*What to work on:* Please say how many lines in the records below contain the word "Query". Give only the number.

Photo-based referring expression data
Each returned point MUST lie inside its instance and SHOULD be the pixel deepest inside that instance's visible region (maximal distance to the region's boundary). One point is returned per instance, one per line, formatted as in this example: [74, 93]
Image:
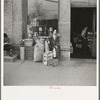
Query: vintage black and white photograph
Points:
[50, 43]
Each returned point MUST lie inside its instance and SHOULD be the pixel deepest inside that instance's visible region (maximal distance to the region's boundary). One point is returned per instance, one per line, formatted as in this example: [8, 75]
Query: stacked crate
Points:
[47, 56]
[29, 52]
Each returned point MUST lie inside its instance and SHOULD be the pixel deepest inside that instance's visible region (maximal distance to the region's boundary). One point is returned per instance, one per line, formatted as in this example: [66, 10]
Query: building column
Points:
[64, 28]
[19, 22]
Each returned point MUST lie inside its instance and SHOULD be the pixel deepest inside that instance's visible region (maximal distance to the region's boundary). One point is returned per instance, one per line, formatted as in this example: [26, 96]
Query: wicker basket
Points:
[28, 42]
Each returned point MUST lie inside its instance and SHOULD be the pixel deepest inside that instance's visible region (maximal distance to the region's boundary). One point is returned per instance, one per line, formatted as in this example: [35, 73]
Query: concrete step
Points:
[10, 59]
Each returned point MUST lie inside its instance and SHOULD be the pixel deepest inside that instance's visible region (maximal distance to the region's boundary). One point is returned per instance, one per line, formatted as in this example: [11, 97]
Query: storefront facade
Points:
[15, 20]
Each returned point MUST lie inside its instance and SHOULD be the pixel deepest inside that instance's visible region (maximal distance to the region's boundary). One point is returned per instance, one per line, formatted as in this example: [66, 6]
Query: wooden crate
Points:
[29, 52]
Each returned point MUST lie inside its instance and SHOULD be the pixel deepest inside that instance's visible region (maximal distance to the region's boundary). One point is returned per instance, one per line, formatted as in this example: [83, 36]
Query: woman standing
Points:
[55, 45]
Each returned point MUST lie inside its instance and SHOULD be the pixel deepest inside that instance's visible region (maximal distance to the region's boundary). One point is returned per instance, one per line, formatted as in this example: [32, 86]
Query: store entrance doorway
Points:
[80, 19]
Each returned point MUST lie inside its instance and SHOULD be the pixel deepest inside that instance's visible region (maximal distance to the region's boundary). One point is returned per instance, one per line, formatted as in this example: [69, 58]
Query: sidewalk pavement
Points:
[76, 72]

*Response to the exercise:* 10